He regresado de la isla de Hierro. Y he vuelto a ver al Solitario. El confinamiento ha terminado, pero no eso que llaman “la nueva normalidad”: mascarillas, distancia y distanciamiento, miedo. Ha fallecido tanta gente, sobre todo en la edad del solitario, que noto la retranca en sus ojos oscuros y vivaces. Tomamos un té en la nueva terraza del Hotel Santa Catalina, y no nos damos ni un apretón de manos. El camarero luce una enorme máscara con filtro. Se supone que la calidad del establecimiento se mide ahora en esas cosas.
-Nos volveremos más clasistas, joven, los pobres serán más apestados, que viene de peste, precisamente: tendrán eso que ahora se llama mayor carga vírica. Lo veo venir. Un amigo suramericano me dice estos días que allí, simplemente, dejan morir a los ancianos “de mengua”. Terrible expresión. Aquí sucedió en buena parte en las residencias: que se mueran despacito, que se vayan menguando sin hacer ruido.
Pero el Solitario mira hacia las mesas de la terraza, y cambia de tercio de repente. Como si quisiera espantar los malos espíritus, se remonta en el curso del río.
-Quizá he sido demasiado pesimista, joven. El futuro siempre es incierto. Pero, como alternativa, el pasado siempre está ahí, intacto.

* * *

• **TAREA ASIGNADA 1**: Formatea todas las filas de abajo como una lista JSON de cadenas, con una cadena por cada línea y sin incluir las líneas en blanco.

• **FILAS PROPORCIONADAS**:
* * *

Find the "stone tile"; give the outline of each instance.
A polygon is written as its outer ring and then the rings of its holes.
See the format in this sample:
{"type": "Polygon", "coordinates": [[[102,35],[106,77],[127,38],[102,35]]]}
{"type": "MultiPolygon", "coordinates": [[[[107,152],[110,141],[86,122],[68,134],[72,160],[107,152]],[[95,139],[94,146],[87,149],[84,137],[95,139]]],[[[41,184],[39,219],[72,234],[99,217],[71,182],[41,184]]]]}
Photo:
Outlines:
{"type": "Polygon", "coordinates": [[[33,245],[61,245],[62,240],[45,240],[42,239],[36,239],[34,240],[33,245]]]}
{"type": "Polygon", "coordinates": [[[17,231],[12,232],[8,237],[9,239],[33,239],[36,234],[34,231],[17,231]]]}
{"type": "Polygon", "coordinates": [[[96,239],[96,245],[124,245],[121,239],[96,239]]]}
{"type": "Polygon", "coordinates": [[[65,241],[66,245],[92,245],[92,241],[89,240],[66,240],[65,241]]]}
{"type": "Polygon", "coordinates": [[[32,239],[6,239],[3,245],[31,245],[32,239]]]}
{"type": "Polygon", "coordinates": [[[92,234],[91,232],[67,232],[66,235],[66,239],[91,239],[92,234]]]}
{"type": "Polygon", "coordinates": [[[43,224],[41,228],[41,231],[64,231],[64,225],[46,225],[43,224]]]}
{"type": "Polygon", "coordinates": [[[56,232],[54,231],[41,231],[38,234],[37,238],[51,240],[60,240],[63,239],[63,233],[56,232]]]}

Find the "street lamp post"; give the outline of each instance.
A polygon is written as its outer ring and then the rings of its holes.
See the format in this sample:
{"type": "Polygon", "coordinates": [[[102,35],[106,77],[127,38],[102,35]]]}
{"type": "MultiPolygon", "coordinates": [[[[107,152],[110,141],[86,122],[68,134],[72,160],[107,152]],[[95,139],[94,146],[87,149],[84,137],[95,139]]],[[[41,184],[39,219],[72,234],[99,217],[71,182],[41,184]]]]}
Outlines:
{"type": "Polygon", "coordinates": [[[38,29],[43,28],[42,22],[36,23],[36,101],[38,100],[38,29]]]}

* * *

• **TAREA ASIGNADA 2**: Vuelve a escribir sin cambios el fragmento del texto sobre el Solitario que empieza en "-Nos volveremos más" y acaba en "curso del río.".

• **RESPUESTA COMPLETA 1**:
[
  "Find the \"stone tile\"; give the outline of each instance.",
  "A polygon is written as its outer ring and then the rings of its holes.",
  "See the format in this sample:",
  "{\"type\": \"Polygon\", \"coordinates\": [[[102,35],[106,77],[127,38],[102,35]]]}",
  "{\"type\": \"MultiPolygon\", \"coordinates\": [[[[107,152],[110,141],[86,122],[68,134],[72,160],[107,152]],[[95,139],[94,146],[87,149],[84,137],[95,139]]],[[[41,184],[39,219],[72,234],[99,217],[71,182],[41,184]]]]}",
  "Photo:",
  "Outlines:",
  "{\"type\": \"Polygon\", \"coordinates\": [[[33,245],[61,245],[62,240],[45,240],[42,239],[36,239],[34,240],[33,245]]]}",
  "{\"type\": \"Polygon\", \"coordinates\": [[[17,231],[12,232],[8,237],[9,239],[33,239],[36,234],[34,231],[17,231]]]}",
  "{\"type\": \"Polygon\", \"coordinates\": [[[96,239],[96,245],[124,245],[121,239],[96,239]]]}",
  "{\"type\": \"Polygon\", \"coordinates\": [[[65,241],[66,245],[92,245],[92,241],[89,240],[66,240],[65,241]]]}",
  "{\"type\": \"Polygon\", \"coordinates\": [[[32,239],[6,239],[3,245],[31,245],[32,239]]]}",
  "{\"type\": \"Polygon\", \"coordinates\": [[[92,234],[91,232],[67,232],[66,235],[66,239],[91,239],[92,234]]]}",
  "{\"type\": \"Polygon\", \"coordinates\": [[[43,224],[41,228],[41,231],[64,231],[64,225],[46,225],[43,224]]]}",
  "{\"type\": \"Polygon\", \"coordinates\": [[[56,232],[54,231],[41,231],[38,234],[37,238],[51,240],[60,240],[63,239],[63,233],[56,232]]]}",
  "Find the \"street lamp post\"; give the outline of each instance.",
  "A polygon is written as its outer ring and then the rings of its holes.",
  "See the format in this sample:",
  "{\"type\": \"Polygon\", \"coordinates\": [[[102,35],[106,77],[127,38],[102,35]]]}",
  "{\"type\": \"MultiPolygon\", \"coordinates\": [[[[107,152],[110,141],[86,122],[68,134],[72,160],[107,152]],[[95,139],[94,146],[87,149],[84,137],[95,139]]],[[[41,184],[39,219],[72,234],[99,217],[71,182],[41,184]]]]}",
  "Outlines:",
  "{\"type\": \"Polygon\", \"coordinates\": [[[38,29],[43,28],[42,22],[36,23],[36,101],[38,100],[38,29]]]}"
]

• **RESPUESTA COMPLETA 2**:
-Nos volveremos más clasistas, joven, los pobres serán más apestados, que viene de peste, precisamente: tendrán eso que ahora se llama mayor carga vírica. Lo veo venir. Un amigo suramericano me dice estos días que allí, simplemente, dejan morir a los ancianos “de mengua”. Terrible expresión. Aquí sucedió en buena parte en las residencias: que se mueran despacito, que se vayan menguando sin hacer ruido.
Pero el Solitario mira hacia las mesas de la terraza, y cambia de tercio de repente. Como si quisiera espantar los malos espíritus, se remonta en el curso del río.